───── SUPPLIED PASSAGE ─────

In any family law case, be it dissolution of marriage, paternity, modification of a prior case, or protection order case, if any party alleges the abuse or neglect of a child, the court is required to appoint a guardian ad litem (GAL), an attorney to represent solely the interests of the child or children, separate and apart from the attorneys representing the parents or guardians.
The typical order appointing a GAL in such a case covers a lot of territory.
The GAL’s fees are to be paid by the parties, and typically the mother and the father are each ordered to deposit an initial sum for the GAL’s fees to be incurred. As time goes on in the case, and fees mount, additional payments may also be ordered to be paid.
The GAL is to have unfettered access to the children, and the parents are to permit this. The relationship between the GAL and the children shall be treated as attorney-client, and their communications confidential and privileged.
The order also directs all school personnel, law enforcement agencies and medical, dental and mental health providers to cooperate with the GAL and provide information and documentation upon request. This includes school records, grade information, medical and dental records, counseling and therapy records, and anything else maintained by these parties, the idea being that the GAL, as the attorney for the children, needs to find out everything about their lives, issues, and well-being to see that their interests are represented and protected in the case.
The GAL also functions like the other attorneys in the case. They appear at all court hearings, and participate in depositions and the trial of the case.
Regarding issues involving the children, like restrictions on contact, custody, and visitation, the GAL usually makes recommendations to the court, which judges usually follow. Having a good GAL, who does not represent either of the warring parties, provides the court with a largely independent and neutral party to rely on in its decision-making.
Some lawyers, I believe, are quick to make an allegation that could be construed as alleged neglect or abuse of a child because they may view the appointment of a GAL as a tactical advantage in a custody dispute.
I’ve also known judges who disdain frivolous and far-reaching allegations of abuse or neglect so that a GAL may be appointed, which the party alleging abuse or neglect may believe will benefit them, especially if a GAL with whom they may hold a favorable relationship is appointed. One reason is that contested litigation between parents over kids is expensive enough without the parents having to add the expense of splitting the cost of a third attorney to the mix. That definitely favors the party with more money, sometimes unfairly so.
I will say, however, that the GAL’s I have worked with, almost without exception, have taken their duties to the children to whom they are appointed very very seriously, and have seen fit to observe their role without regard to personal relationships they may have with the attorneys.
All in all, it makes sense in many cases that the interests of the children be separately represented, particularly where parents are fighting over them. That’s when a GAL often comes into play.

─────

TASKS TO COMPLETE:
1 - Write out the portion of the guardian ad litem passage starting at "The GAL’s fees are" and ending at "confidential and privileged.", word for word.
2 - Answer these questions using the guardian ad litem passage:
(a) Who is ordered to pay the guardian ad litem's fees?
(b) How is the relationship between the guardian ad litem and the children to be treated?
(c) How often do judges follow the guardian ad litem's recommendations?
3 - List every type of family law case that the guardian ad litem passage names in its first sentence.

───── SUPPLIED RECORDS ─────

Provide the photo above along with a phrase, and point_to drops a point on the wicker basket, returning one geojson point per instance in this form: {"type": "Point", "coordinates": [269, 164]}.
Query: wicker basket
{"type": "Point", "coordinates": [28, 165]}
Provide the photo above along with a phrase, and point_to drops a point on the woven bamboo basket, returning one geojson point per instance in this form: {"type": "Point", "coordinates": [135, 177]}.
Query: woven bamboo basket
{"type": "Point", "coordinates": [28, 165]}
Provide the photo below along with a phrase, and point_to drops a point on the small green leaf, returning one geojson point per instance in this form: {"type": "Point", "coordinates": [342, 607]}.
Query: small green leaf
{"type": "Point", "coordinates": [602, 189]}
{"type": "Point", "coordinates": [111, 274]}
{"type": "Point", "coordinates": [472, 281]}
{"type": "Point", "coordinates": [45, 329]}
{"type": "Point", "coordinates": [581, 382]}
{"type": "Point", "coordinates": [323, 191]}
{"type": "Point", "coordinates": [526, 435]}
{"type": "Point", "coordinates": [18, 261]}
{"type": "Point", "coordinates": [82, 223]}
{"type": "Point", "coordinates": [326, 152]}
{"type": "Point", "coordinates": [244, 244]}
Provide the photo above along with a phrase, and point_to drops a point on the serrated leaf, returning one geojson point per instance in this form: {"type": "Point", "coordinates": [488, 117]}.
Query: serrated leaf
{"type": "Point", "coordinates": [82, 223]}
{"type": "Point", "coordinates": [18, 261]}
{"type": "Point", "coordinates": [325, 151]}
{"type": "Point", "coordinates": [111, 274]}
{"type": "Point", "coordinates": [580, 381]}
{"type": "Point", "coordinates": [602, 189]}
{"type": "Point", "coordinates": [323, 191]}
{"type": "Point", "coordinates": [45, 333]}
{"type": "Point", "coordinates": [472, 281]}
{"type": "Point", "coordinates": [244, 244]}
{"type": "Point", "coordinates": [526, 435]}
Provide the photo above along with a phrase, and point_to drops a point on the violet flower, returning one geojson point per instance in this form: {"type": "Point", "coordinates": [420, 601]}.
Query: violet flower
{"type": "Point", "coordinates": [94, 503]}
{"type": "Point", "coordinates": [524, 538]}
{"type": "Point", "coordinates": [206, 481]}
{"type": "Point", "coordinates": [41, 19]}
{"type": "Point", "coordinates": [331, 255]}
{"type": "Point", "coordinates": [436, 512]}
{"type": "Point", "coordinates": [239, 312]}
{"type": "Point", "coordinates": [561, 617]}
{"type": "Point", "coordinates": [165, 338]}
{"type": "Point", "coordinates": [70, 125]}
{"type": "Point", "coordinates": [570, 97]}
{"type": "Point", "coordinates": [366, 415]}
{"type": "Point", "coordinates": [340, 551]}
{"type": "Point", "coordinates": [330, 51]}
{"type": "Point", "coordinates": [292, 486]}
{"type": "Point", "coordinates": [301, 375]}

─────

TASK-BY-TASK OUTPUTS:
1 -
The GAL’s fees are to be paid by the parties, and typically the mother and the father are each ordered to deposit an initial sum for the GAL’s fees to be incurred. As time goes on in the case, and fees mount, additional payments may also be ordered to be paid.
The GAL is to have unfettered access to the children, and the parents are to permit this. The relationship between the GAL and the children shall be treated as attorney-client, and their communications confidential and privileged.

2 -
(a) The parties pay them, and typically the mother and the father are each ordered to deposit an initial sum.
(b) It is treated as attorney-client, and their communications are confidential and privileged.
(c) Judges usually follow them.

3 -
- Dissolution of marriage
- Paternity
- Modification of a prior case
- Protection order case